■ EXERCISE ■
Return all entries word for word, but drop any images.

■ Dataset items ■
____

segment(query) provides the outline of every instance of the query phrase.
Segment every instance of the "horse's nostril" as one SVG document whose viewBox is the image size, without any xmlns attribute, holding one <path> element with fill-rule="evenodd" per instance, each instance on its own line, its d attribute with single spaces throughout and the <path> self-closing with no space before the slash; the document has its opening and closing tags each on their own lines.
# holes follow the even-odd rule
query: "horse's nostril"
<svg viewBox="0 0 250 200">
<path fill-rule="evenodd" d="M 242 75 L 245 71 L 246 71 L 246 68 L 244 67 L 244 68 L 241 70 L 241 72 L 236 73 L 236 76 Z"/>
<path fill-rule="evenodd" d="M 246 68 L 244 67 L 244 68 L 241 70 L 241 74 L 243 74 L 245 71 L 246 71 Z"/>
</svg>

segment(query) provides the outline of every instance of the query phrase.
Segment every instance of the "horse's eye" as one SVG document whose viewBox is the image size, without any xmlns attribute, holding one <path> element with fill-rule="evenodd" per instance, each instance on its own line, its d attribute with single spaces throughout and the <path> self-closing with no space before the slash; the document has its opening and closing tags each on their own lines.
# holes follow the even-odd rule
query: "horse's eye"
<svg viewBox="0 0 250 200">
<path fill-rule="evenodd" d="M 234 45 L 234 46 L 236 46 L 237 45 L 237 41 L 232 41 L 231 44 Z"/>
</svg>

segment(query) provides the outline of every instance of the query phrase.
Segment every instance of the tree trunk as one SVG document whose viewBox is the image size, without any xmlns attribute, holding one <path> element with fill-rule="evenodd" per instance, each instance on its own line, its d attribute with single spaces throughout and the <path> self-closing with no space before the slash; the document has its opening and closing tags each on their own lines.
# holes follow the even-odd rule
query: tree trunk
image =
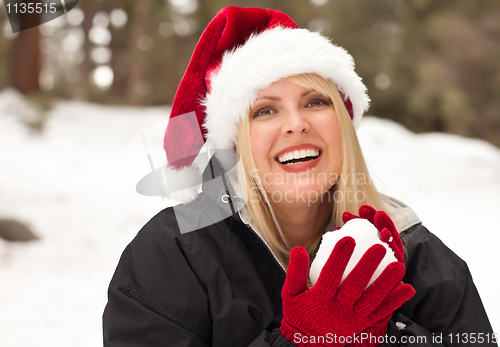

____

■ ANSWER AREA ■
segment(query) provides the outline of every instance of the query phrase.
Segment every instance of the "horse's nostril" as one SVG document whose viewBox is the image size, without any xmlns attribute, holding one <path> element with fill-rule="evenodd" per instance, each instance on its own line, its d attribute with single spaces throughout and the <path> self-closing with no space before the slash; the document has its opening and closing tags each on their own lines.
# holes follow the even-odd rule
query: "horse's nostril"
<svg viewBox="0 0 250 200">
<path fill-rule="evenodd" d="M 242 75 L 245 71 L 246 71 L 246 68 L 244 67 L 244 68 L 241 70 L 241 72 L 236 73 L 236 76 Z"/>
<path fill-rule="evenodd" d="M 246 68 L 244 67 L 244 68 L 241 70 L 241 74 L 243 74 L 245 71 L 246 71 Z"/>
</svg>

segment(query) provides the outline of every instance of the query phrase.
Segment every instance of the "horse's eye" as one SVG document whose viewBox is the image size, without any xmlns attribute, holding one <path> element with fill-rule="evenodd" per instance, each instance on its own line, its d attribute with single spaces throughout and the <path> self-closing with no space before the slash; the document has its opening and closing tags each on their own lines.
# holes follow the even-odd rule
query: "horse's eye"
<svg viewBox="0 0 250 200">
<path fill-rule="evenodd" d="M 234 45 L 234 46 L 236 46 L 237 45 L 237 41 L 232 41 L 231 44 Z"/>
</svg>

segment(query) provides the outline of every instance of the query phrase.
Segment every instance of the tree trunk as one SVG document whose viewBox is the image size, without any xmlns attribute, holding one <path> element with fill-rule="evenodd" per instance, each instance on its own line, its d attribute with single spaces throughout and the <path> self-closing with no space before the slash; the document has its opening and closing tags each on their own lines.
# holes follow the even-odd rule
query: tree trunk
image =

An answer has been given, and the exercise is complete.